Problem details:
Make a verbatim copy of the entries below; pictures stay out.

Given records:
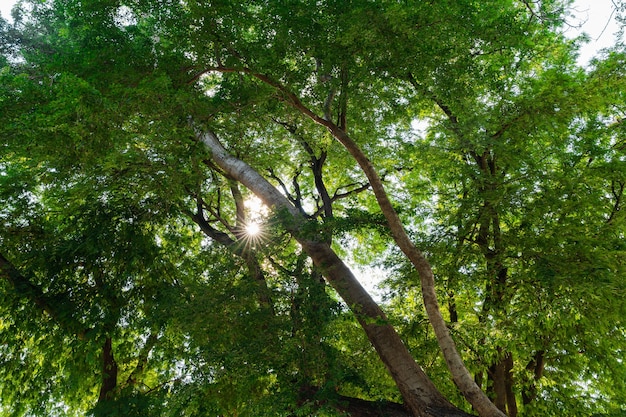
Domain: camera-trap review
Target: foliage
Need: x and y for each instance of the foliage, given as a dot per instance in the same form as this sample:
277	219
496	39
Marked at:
129	286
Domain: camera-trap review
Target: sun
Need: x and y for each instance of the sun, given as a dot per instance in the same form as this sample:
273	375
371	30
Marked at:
253	229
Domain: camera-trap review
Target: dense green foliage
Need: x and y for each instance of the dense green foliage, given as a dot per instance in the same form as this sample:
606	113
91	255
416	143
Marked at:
129	285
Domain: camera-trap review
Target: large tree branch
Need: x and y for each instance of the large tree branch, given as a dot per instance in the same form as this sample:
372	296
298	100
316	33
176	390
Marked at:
56	307
419	393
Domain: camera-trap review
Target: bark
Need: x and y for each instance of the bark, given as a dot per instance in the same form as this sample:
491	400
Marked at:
536	366
109	371
419	393
460	375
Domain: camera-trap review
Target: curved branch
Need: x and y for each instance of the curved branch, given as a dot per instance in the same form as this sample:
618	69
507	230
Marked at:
420	394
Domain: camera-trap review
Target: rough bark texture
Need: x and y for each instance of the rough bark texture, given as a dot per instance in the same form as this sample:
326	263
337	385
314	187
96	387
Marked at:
109	371
419	393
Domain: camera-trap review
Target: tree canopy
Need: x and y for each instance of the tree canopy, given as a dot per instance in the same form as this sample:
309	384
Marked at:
188	189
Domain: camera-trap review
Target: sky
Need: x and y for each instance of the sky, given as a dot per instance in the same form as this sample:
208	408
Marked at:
596	16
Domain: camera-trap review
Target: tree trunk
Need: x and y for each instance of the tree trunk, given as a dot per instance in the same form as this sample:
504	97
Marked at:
109	372
419	393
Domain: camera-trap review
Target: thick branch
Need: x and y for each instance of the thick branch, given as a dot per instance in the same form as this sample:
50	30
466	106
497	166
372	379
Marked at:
53	306
420	394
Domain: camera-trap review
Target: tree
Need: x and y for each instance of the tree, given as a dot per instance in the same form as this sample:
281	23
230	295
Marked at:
154	117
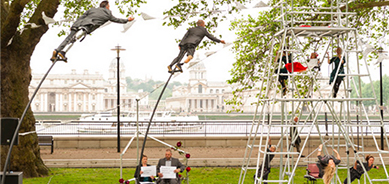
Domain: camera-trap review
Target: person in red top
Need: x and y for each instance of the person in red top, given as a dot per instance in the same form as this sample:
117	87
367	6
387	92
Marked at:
189	42
327	165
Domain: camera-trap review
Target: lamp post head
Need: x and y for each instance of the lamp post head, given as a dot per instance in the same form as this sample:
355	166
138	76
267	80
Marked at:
118	49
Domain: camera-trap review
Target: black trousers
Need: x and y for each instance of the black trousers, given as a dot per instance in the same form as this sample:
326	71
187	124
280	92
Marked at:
187	48
353	175
338	81
265	174
67	40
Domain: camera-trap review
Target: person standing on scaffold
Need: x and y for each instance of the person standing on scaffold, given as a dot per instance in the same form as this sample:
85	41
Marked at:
88	22
337	60
189	43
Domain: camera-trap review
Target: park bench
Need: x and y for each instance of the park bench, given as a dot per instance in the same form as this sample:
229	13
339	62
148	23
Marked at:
46	141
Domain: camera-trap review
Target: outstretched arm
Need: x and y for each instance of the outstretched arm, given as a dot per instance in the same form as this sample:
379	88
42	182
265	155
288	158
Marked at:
320	150
355	165
117	20
212	37
337	154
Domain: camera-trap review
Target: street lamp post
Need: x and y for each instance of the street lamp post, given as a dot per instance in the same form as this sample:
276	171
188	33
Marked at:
381	51
381	108
118	49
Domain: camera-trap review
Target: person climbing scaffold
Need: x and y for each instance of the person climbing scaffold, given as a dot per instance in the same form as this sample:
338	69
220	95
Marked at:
338	79
327	165
88	22
189	42
356	171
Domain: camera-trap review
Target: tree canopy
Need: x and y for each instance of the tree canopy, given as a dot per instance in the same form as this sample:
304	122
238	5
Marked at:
253	48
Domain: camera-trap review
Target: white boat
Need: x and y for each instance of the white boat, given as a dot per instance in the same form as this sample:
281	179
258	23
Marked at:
163	122
132	116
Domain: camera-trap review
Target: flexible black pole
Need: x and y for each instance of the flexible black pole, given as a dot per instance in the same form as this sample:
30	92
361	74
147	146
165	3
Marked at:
326	123
118	100
7	160
118	49
358	131
381	108
148	127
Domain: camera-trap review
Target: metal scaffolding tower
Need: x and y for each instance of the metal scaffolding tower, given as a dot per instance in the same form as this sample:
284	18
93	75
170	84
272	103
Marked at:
291	39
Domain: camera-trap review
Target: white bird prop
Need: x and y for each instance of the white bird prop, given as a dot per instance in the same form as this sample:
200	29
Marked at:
381	57
367	50
261	4
240	6
256	28
210	53
127	26
48	20
146	16
227	44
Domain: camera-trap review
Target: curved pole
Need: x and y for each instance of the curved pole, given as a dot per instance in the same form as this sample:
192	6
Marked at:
7	160
148	126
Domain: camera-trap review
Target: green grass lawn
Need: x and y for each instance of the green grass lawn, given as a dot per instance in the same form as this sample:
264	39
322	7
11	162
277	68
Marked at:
198	175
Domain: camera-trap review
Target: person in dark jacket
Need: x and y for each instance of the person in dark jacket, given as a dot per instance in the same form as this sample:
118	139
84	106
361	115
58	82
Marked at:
294	134
88	22
190	41
169	161
357	171
285	58
327	165
339	63
144	164
268	158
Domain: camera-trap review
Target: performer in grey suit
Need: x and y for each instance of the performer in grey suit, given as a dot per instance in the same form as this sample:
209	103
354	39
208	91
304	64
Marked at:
169	161
88	22
189	43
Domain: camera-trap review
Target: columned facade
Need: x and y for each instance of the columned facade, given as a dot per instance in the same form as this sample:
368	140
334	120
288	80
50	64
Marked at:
82	92
200	95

Result of the task:
Domain: camera-trap review
Target: foliage
Need: x and y for each instance of the foliage, given as a dot per instance in the same form as this sample:
277	219
496	39
Marked at:
129	286
Domain: camera-trap review
Target: sun
Need: x and y for each instance of the sun, given as a dot per instance in the same form as this sample:
273	375
371	30
Marked at:
253	229
Domain: camera-trap review
Target: dense green foliage
Need: x and y for each instance of the dense green foliage, given as a dot per instance in the same form as this sample:
606	113
91	255
416	143
Marked at:
129	285
Domain: camera-trap review
Target: large tree branch
Need: x and y for each instance of the large tree branch, given as a dot per instance in the same form as this sample:
372	296
298	100
316	33
176	390
Marked at:
56	307
419	393
Domain: camera-trap review
Target: bark
Need: x and y for each instance of the bark, given as a dot per instance in the same form as this sample:
491	400
Marked at:
536	366
109	371
419	393
460	375
Domain: camera-trap review
Target: curved branch
Need: x and y for each instance of the curved branch, given as a dot per instance in the same form as this sample:
618	69
507	230
Marked at:
420	394
Domain: camera-trap review
Target: rough bark texture
Need: x and y for each instance of the rough bark texture, given as a dot per instance in the same form as this sample:
326	263
337	385
314	187
96	387
Marked at:
109	371
419	393
Domain: camera-trap review
Target: tree canopy
Need: x and y for each instance of the tree canopy, given as a dot per instance in the same form as this sample:
309	384
Marked at:
188	189
Domain: camera-trap review
Target: sky
Need: x and y for each instance of the sky, given as a dot per instance in the same form as this sample:
208	408
Marked at:
596	16
Domain: camera-trap review
Target: tree trunk
Need: x and y for each instance of the tree trunk, given as a dot per instance in the same form as this sample:
504	97
Marked at:
109	372
419	393
Domain: camera-trap review
Target: thick branch
Need: x and y for each instance of the thick branch, given as a dot per instance in the same form as this sample:
50	30
466	106
497	166
372	379
Marked at:
53	306
420	394
Domain: camera-trap review
Target: tree
Need: x and y for each instance of the tree, given as a dot per instance in the same form as this sample:
281	23
230	295
Marked at:
154	117
Domain: camera-trap review
Target: person in red top
Need: x and y for each instance of the person in red top, given as a dot per instance in the same form as this sample:
117	87
367	6
387	92
Marked at:
189	42
327	165
Domain: camera-trap review
Target: lamp post head
Need: x and y for each instance of the lamp post head, given as a dot per instance in the same form as this sample:
355	166
138	76
267	80
Marked at:
118	49
Domain: camera-trap review
Target: black trousers
Need: x and y for each instance of the black trousers, given as a dot per instance in the same form as this sample:
326	71
187	124
280	92
Marked at:
187	48
353	175
338	81
265	174
67	40
Domain: camera-trap review
Target: person standing on scaffold
Need: x and y for each instance of the person standing on scaffold, given as a dot per instance in the same form as this sample:
85	41
Marked at:
88	22
337	60
189	43
Domain: camera-trap review
Target: park bench
Need: x and y for each instance of the park bench, given as a dot per instance in the same form as this sample:
229	13
339	62
148	23
Marked at:
46	141
Domain: camera-trap review
Target: outstretched arm
Need: x and y for each instance of the outstretched arm, given as a dot per instance in the same form as this sample:
379	88
42	182
265	155
288	158
Marked at:
320	150
355	165
117	20
212	37
337	154
Domain: camera-trap review
Target: street lamp post
Need: x and y for each instance of the street lamp post, given as a dot per instance in the same form as this sample:
276	171
188	33
Marked at:
381	51
381	108
118	49
Domain: camera-trap review
Target: person climbing scaffold
Need: x and y for each instance of the person climbing scaffold, given as a dot per instance in the same form as this sample:
338	69
220	95
Marked at:
338	79
327	165
88	22
189	42
356	171
Domain: camera-trap review
Target: tree canopy
Need: x and y for each instance of the tree canopy, given as a dot per instance in the same form as this sample:
304	122
238	5
Marked at:
253	48
Domain: camera-trap review
Target: white boat
Need: x and y for each instance of the white boat, given as a dot per instance in the same form as this sample:
281	179
258	23
Marked at:
163	122
132	116
Domain: camera-trap review
Target: flexible black pole
Need: x and y for each instance of the flexible black pole, given as a dot per instance in the same form as this sample:
30	92
361	74
147	146
165	3
Marked at:
326	123
118	100
7	160
118	49
358	131
381	108
148	127
Domain: camera-trap review
Target: metal scaffolding tower
Need: x and y for each instance of the metal scaffolding tower, given as a dot per instance in the same form as this sample:
284	18
93	75
170	84
272	103
Marked at:
291	39
Domain: camera-trap review
Target: white bird prop
Need: x and y for each instance of the white bird prop, given as a dot per instance in the same form as this sample:
200	29
Marked at:
381	57
367	50
261	4
240	6
256	28
210	53
127	26
48	20
146	16
227	44
Domain: camera-trap review
Target: curved pole
Need: x and y for each instance of the curved pole, given as a dot per instance in the same form as this sample:
192	6
Marked at:
7	160
148	126
Domain: camera-trap review
Target: green grass lawn
Need: x and y for each instance of the green grass lawn, given as a dot per instance in the same form as this sample:
264	39
322	7
11	162
277	68
Marked at:
198	175
Domain: camera-trap review
Target: person in dark jacket
Need: x and y for each instance of the person in dark jacket, given as a dot per instance in the same form as this sample:
118	139
84	106
361	115
58	82
Marked at:
294	134
88	22
190	41
169	161
357	171
285	58
327	165
339	63
144	164
268	158
Domain: camera-trap review
Target: performer in grey suit
Need: x and y for each instance of the performer in grey suit, given as a dot per instance in the same form as this sample:
209	103
354	39
208	91
304	64
Marked at:
169	161
88	22
189	43
Domain: camera-trap review
Target: columned facade
Need: x and y for each instance of the columned facade, given as a dot per instance in the same form as this sample:
368	140
334	120
288	80
50	64
Marked at:
82	92
200	95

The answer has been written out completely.